--- begin Text to read ---

[ghc-steering-committee] Record dot notation

Iavor Diatchki iavor.diatchki at gmail.com
Mon Feb 10 18:55:09 UTC 2020


I think the nice thing about 4 and 5 is that  we can say that `.x` is just
a new token---a record selector---much like `M.x` is a token is its own
right (the `.` there is not really an "infix" operator).   We don't need
any discussion of the "looseness" of operators, etc.
The difference between 4 and 5 is what happens when there are 3 tokens in a
row like this:

x y .z    -- identifier, identifier, selector

with 4 (the OCaml way) we have that this means:  x (y.z)
with 5 (the JS way?) we have that this means:  (x y) .z

I still think that 4 makes the most sense for Haskell because, I would like
`f x .y` and `f x.y` to both mean `f (x.y)`.  The fact that selection has
higher precedence than application also matches the design choice we've
already made that record update has higher precedence too, so it matches `f
x { y = True }` .

Having thought a bit more about it, I'd update my vote to also include 5:

4 > 5 > 2 > 1 > 3

(i.e., I like the token based approach, and favor "OCaml" style over "JS"

--- end Text to read ---
--- begin Dataset rows ---

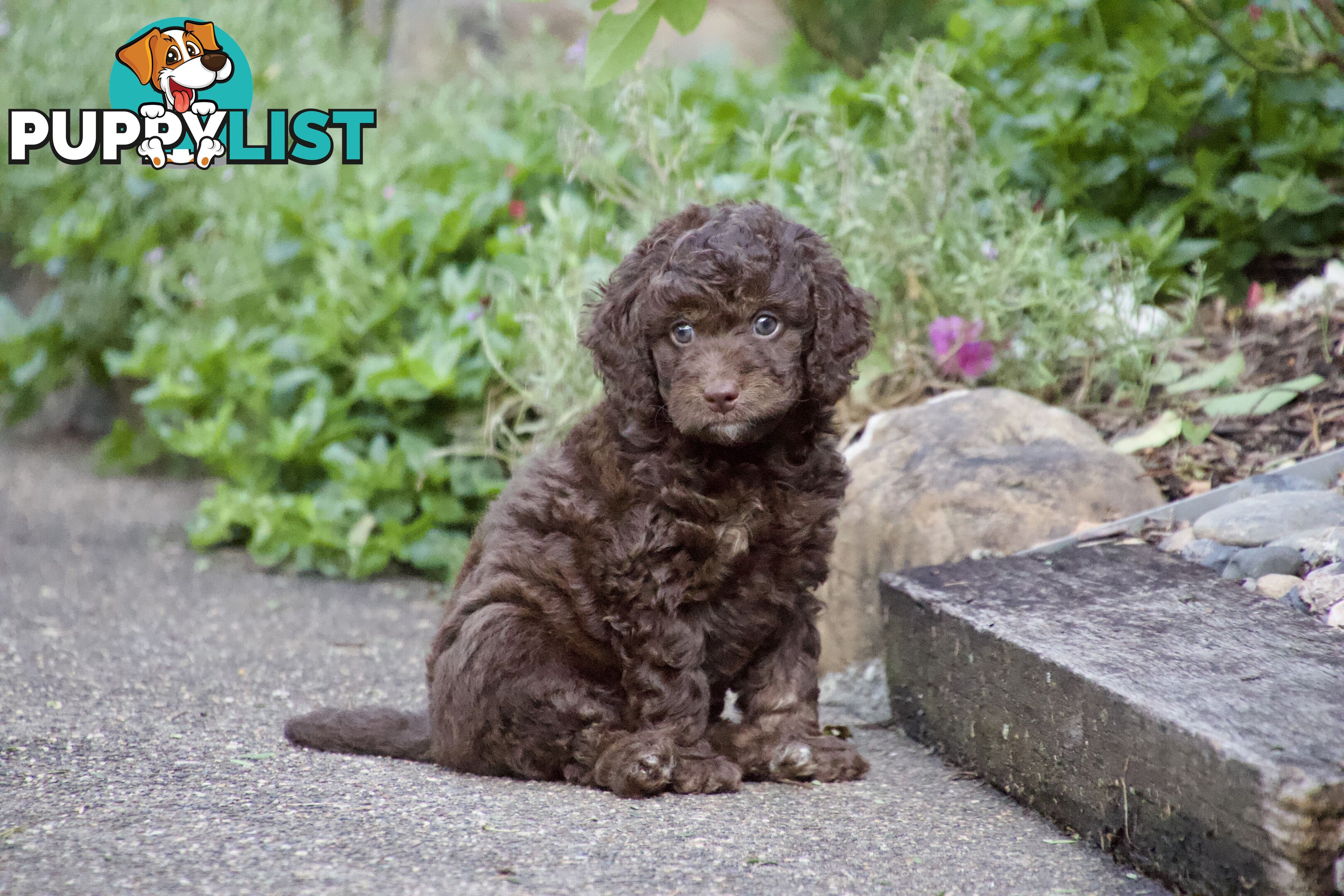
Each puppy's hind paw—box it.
[136,137,168,168]
[672,756,742,794]
[770,735,869,782]
[593,735,676,796]
[196,137,224,169]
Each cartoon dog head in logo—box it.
[117,20,234,116]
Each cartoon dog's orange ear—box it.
[181,20,219,50]
[117,28,160,85]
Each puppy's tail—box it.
[285,706,429,762]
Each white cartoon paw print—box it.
[136,137,168,168]
[196,137,224,169]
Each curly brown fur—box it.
[286,204,871,796]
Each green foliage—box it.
[0,0,1188,588]
[584,0,708,87]
[947,0,1344,292]
[0,0,610,575]
[569,54,1175,414]
[782,0,956,78]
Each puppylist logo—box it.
[10,17,377,169]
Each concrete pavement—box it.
[0,441,1165,896]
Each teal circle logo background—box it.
[107,16,253,112]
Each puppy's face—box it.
[648,269,812,445]
[117,22,234,113]
[583,203,872,445]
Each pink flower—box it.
[929,314,995,380]
[1246,282,1265,312]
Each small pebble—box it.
[1242,473,1325,498]
[1223,547,1303,579]
[1300,575,1344,615]
[1269,525,1344,565]
[1255,575,1303,601]
[1180,539,1238,572]
[1193,492,1344,548]
[1306,563,1344,579]
[1325,602,1344,629]
[1157,525,1195,553]
[1283,587,1312,615]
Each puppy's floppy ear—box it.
[581,205,710,414]
[797,227,872,406]
[117,28,160,85]
[181,19,219,51]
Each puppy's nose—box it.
[704,380,738,414]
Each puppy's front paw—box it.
[593,735,676,796]
[672,756,742,794]
[770,735,868,780]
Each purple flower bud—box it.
[929,316,967,357]
[957,341,995,380]
[565,35,587,66]
[929,314,995,380]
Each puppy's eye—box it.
[751,314,779,336]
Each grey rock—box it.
[1223,547,1303,579]
[817,388,1163,673]
[1157,525,1195,553]
[1298,575,1344,615]
[1282,586,1312,615]
[1270,525,1344,565]
[1306,563,1344,579]
[818,658,891,723]
[1242,473,1325,498]
[1255,575,1303,599]
[1195,492,1344,548]
[1180,539,1237,572]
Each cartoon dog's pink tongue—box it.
[168,78,196,114]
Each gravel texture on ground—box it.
[0,442,1165,896]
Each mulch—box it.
[1081,306,1344,500]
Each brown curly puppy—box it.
[285,204,872,796]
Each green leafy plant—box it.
[0,0,1180,588]
[551,52,1178,424]
[0,0,610,576]
[947,0,1344,295]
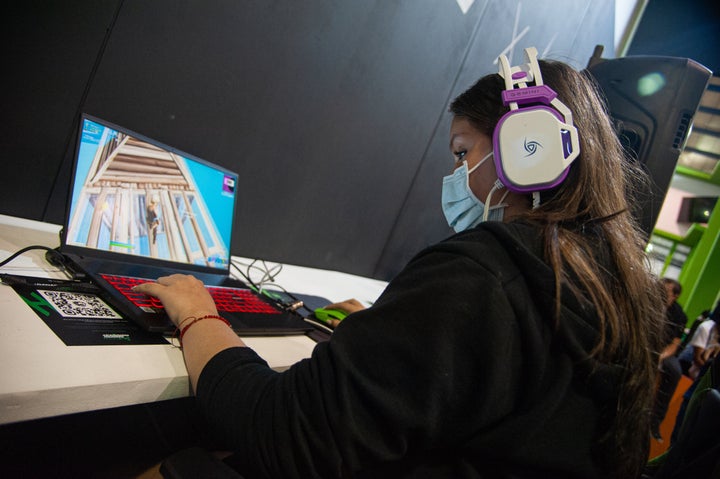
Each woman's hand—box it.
[133,274,218,326]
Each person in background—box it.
[678,301,720,380]
[650,278,688,442]
[136,49,663,479]
[688,303,720,380]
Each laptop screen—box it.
[64,115,237,270]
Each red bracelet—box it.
[180,314,232,347]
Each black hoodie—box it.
[197,222,620,478]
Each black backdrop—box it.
[0,0,614,279]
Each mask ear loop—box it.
[483,179,510,221]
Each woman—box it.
[138,50,661,478]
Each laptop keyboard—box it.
[100,274,280,314]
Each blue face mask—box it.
[442,152,508,233]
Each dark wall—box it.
[0,0,614,278]
[627,0,720,75]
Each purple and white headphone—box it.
[493,47,580,193]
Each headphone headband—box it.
[493,47,580,193]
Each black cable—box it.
[42,0,125,221]
[0,245,64,267]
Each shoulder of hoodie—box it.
[416,221,548,270]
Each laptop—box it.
[60,114,312,335]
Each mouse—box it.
[313,308,348,323]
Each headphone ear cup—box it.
[493,105,580,193]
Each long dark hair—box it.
[450,61,664,477]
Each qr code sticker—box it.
[38,290,122,319]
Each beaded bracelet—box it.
[179,314,232,348]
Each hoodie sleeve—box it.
[197,232,547,478]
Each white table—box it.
[0,215,386,424]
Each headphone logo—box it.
[523,137,542,158]
[493,47,580,194]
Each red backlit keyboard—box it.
[100,274,280,314]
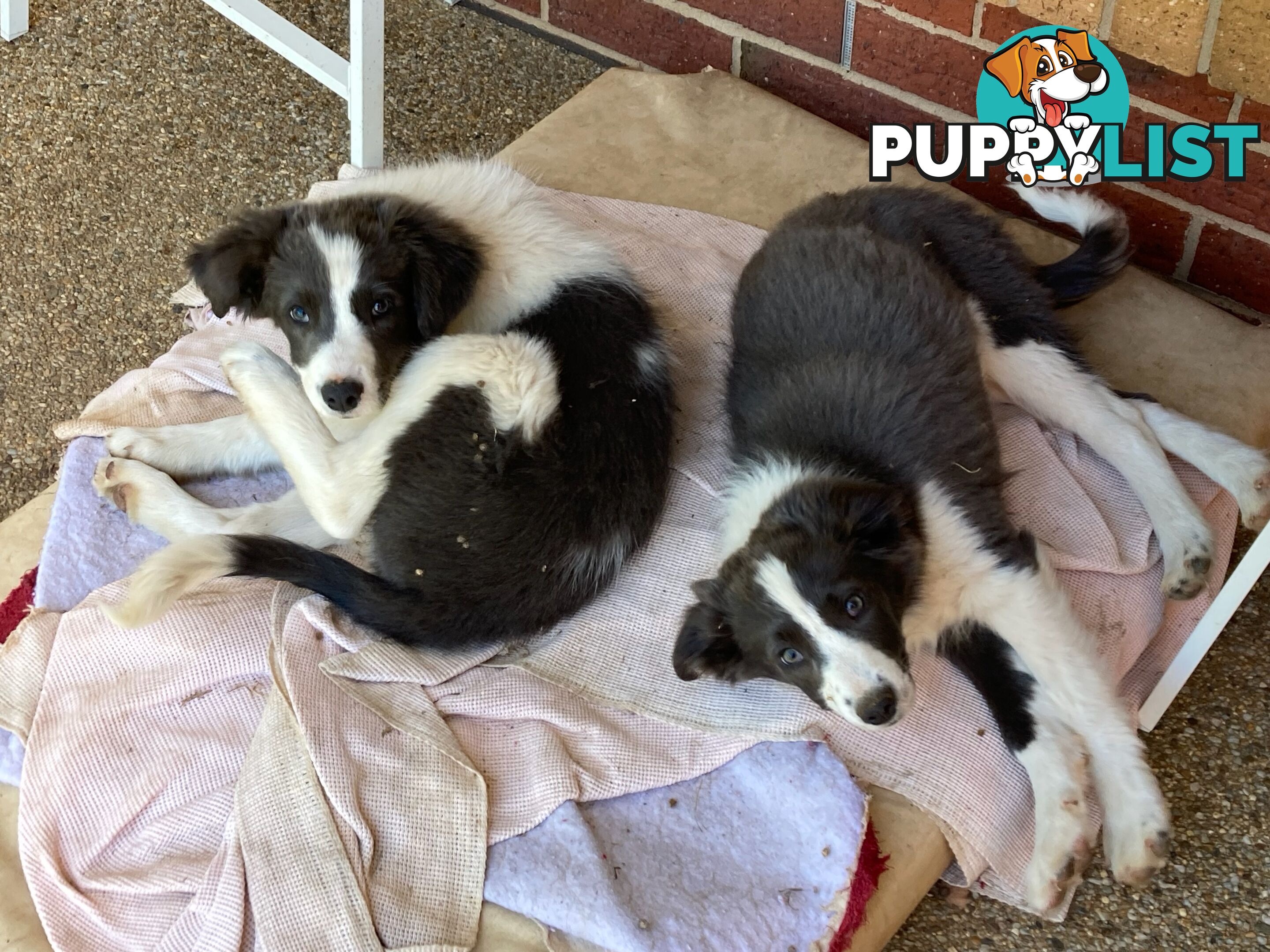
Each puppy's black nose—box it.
[1076,60,1102,82]
[856,684,898,727]
[321,379,363,414]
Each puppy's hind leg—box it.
[965,554,1169,886]
[980,342,1213,599]
[93,457,338,548]
[1129,398,1270,531]
[938,622,1097,914]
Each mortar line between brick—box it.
[1129,95,1208,126]
[856,0,1001,52]
[463,0,661,72]
[1095,0,1117,43]
[640,0,975,122]
[1195,0,1222,74]
[1173,215,1204,280]
[1114,182,1270,245]
[1225,93,1244,122]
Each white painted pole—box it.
[1138,529,1270,731]
[348,0,384,169]
[0,0,29,39]
[203,0,357,99]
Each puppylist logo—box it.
[869,26,1261,188]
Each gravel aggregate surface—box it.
[0,0,1270,952]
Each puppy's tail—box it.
[1011,185,1129,307]
[103,536,514,650]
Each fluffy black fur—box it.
[674,186,1127,741]
[190,199,672,649]
[940,622,1036,751]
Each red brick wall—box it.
[482,0,1270,323]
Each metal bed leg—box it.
[0,0,29,39]
[348,0,384,169]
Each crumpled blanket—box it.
[12,431,867,952]
[0,179,1236,949]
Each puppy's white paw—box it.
[1067,153,1098,185]
[1006,155,1036,185]
[1025,793,1095,915]
[105,427,165,470]
[1102,791,1172,889]
[93,456,194,539]
[1234,450,1270,532]
[1157,525,1213,602]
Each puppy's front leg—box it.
[938,622,1097,914]
[968,554,1169,886]
[105,414,280,479]
[221,343,386,538]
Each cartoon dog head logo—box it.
[983,29,1107,128]
[975,26,1129,185]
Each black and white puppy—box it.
[674,188,1270,910]
[97,161,671,649]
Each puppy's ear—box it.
[1055,29,1094,60]
[843,486,922,561]
[185,208,288,317]
[983,37,1029,97]
[673,579,742,681]
[380,198,482,339]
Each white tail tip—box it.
[1010,184,1124,236]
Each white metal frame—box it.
[0,0,384,169]
[1138,528,1270,731]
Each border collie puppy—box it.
[674,188,1270,911]
[95,161,671,649]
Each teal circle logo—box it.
[975,26,1129,185]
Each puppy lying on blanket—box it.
[95,161,671,649]
[674,188,1270,911]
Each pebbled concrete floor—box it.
[0,0,602,518]
[0,0,1270,952]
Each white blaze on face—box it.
[299,225,380,416]
[755,555,913,727]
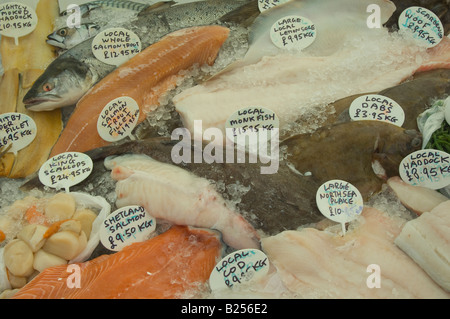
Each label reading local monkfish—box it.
[97,96,139,142]
[349,94,405,127]
[398,7,444,48]
[92,28,141,66]
[399,149,450,189]
[100,206,156,251]
[0,113,37,155]
[39,152,93,192]
[316,180,364,234]
[270,16,316,50]
[209,249,269,290]
[0,2,38,45]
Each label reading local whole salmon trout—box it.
[97,96,139,142]
[398,7,444,48]
[349,94,405,127]
[100,206,156,251]
[0,113,37,155]
[39,152,93,192]
[270,16,317,50]
[92,28,141,66]
[0,2,38,45]
[316,180,364,235]
[399,149,450,189]
[209,249,269,290]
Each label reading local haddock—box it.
[0,2,38,45]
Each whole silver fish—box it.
[23,0,259,111]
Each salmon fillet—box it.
[14,226,222,299]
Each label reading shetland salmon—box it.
[398,7,444,48]
[209,249,269,290]
[0,2,38,45]
[270,16,316,50]
[92,28,141,66]
[399,149,450,189]
[39,152,93,192]
[100,206,156,251]
[316,180,364,234]
[0,113,37,155]
[97,96,139,142]
[349,94,405,127]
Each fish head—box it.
[23,57,95,111]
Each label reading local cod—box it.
[209,249,269,290]
[316,180,364,235]
[349,94,405,127]
[398,7,444,48]
[0,2,38,45]
[399,149,450,189]
[270,16,316,50]
[0,113,37,155]
[97,96,139,142]
[100,206,156,251]
[92,28,141,66]
[39,152,93,192]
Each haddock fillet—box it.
[14,226,222,299]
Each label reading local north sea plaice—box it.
[209,249,269,290]
[399,149,450,189]
[92,28,141,66]
[0,2,38,45]
[0,113,37,154]
[398,7,444,48]
[39,152,93,192]
[97,96,139,142]
[270,16,317,50]
[100,206,156,251]
[316,180,364,234]
[349,94,405,127]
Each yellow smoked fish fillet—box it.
[14,226,222,299]
[50,26,229,156]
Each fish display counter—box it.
[0,0,450,305]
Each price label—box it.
[100,206,156,251]
[399,149,450,189]
[0,113,37,155]
[270,16,317,50]
[398,7,444,48]
[92,28,141,66]
[316,180,364,234]
[0,2,38,45]
[97,96,139,142]
[209,249,269,290]
[349,94,405,127]
[39,152,93,192]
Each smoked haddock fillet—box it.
[14,226,222,299]
[50,26,229,157]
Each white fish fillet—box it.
[105,155,260,249]
[395,201,450,292]
[261,207,450,299]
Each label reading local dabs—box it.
[39,152,93,192]
[270,16,317,50]
[0,113,37,155]
[209,249,269,290]
[92,28,141,66]
[0,2,38,45]
[399,149,450,189]
[398,7,444,48]
[316,180,364,234]
[100,206,156,251]
[349,94,405,127]
[97,96,139,142]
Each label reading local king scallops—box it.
[0,2,38,44]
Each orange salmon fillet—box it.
[50,26,229,157]
[13,226,222,299]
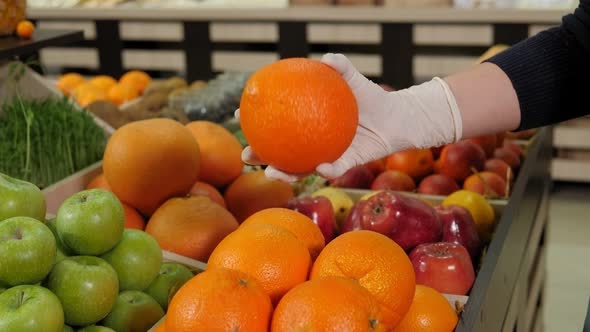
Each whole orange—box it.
[310,230,416,328]
[386,149,434,179]
[123,203,145,230]
[207,224,311,304]
[240,58,358,173]
[119,70,152,94]
[189,181,226,207]
[240,208,326,260]
[394,285,458,332]
[55,73,86,96]
[145,196,238,262]
[89,75,117,93]
[271,277,388,332]
[165,268,272,332]
[223,170,294,222]
[103,118,199,216]
[186,121,244,188]
[16,20,35,39]
[108,83,139,105]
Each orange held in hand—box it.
[310,230,416,328]
[164,268,272,332]
[16,20,35,39]
[271,277,390,332]
[207,224,311,304]
[394,285,458,332]
[240,58,358,173]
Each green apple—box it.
[47,256,119,326]
[0,285,64,332]
[45,218,74,263]
[101,229,162,291]
[0,173,47,221]
[78,325,115,332]
[102,290,164,332]
[0,217,57,286]
[57,189,125,256]
[145,262,194,310]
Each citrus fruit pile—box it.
[163,219,458,332]
[56,70,152,107]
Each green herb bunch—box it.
[0,61,107,188]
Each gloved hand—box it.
[236,53,462,182]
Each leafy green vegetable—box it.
[0,96,107,188]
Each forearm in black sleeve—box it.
[487,0,590,130]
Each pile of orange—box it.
[87,116,298,261]
[56,70,152,107]
[161,226,458,332]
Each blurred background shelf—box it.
[0,30,84,59]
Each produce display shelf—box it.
[0,30,84,60]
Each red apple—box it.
[494,147,520,170]
[434,141,486,182]
[503,140,524,158]
[342,190,442,251]
[418,174,461,196]
[329,165,375,189]
[468,134,498,158]
[410,242,475,295]
[286,196,336,243]
[371,170,416,191]
[483,158,514,182]
[434,205,481,260]
[463,172,507,197]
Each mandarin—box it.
[223,170,295,222]
[145,196,238,262]
[123,203,145,230]
[55,73,86,96]
[119,70,152,94]
[310,230,416,328]
[107,83,139,105]
[207,224,311,304]
[189,181,226,208]
[186,121,244,188]
[164,268,272,332]
[240,208,326,260]
[394,285,459,332]
[240,58,358,173]
[103,119,199,216]
[271,277,390,332]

--- end Dataset rows ---

Goal: Please pick up the mailing-list post on record dot notation, shown above the material, and write the next part from the point where it stops.

Response to this task:
style).

-Iavor







On Mon, Feb 10, 2020 at 9:20 AM Simon Peyton Jones via
ghc-steering-committee <ghc-steering-committee at haskell.org> wrote:

> My point here is that option (5) is no more or less whitespace sensitive
> than option (3). Both need the same cases to figure what the period
> character in your code means. I think this is why Simon PJ has keyed this
> part of the debate to module qualification: that existing feature (not
> under debate) essentially breaks the symmetry here, meaning that we have
> more room to work with without breaking symmetry further.
>
>
>
> You’ve put it very well.  Indeed, we could key it even more tightly to
> module qualification, by making the lexical rule exactly the same: just as
> M.x is treated as binding super-tightly, so is r.x.   If you like, M.x is a
> lexeme, and so is r.x.  They even have the same connotation (the x
> component of M or r respectively).
>
>
>
> What about (f e).y, or f{-blah-}.y?  Well, you can’t write qualified
> modules that way; it becomes two or more lexemes.  I’d be perfectly content
> to do the same for record selections, using Joachim’s rule 5 for every case
> **except** the case that parses exactly like module qualifiers (modulo
> upper case vs lower case).
>
>
>
> TL;DR: I’m arguing that (f r.x) means (f (r.x)) just as (f M.x) means (f
> (M.x)).
>
>
>
> But I don’t care about
>
>                f (blah blah blah).x
>
> I’d be quite content with that meaning
>
>                f (bla blha blah) .x
>
> as Joachim suggests.
>
>
>
> Would that help to resolve this debate?   I had not thought of it in that
> way before, but Joachim and Richard have helped met to do so, thank you.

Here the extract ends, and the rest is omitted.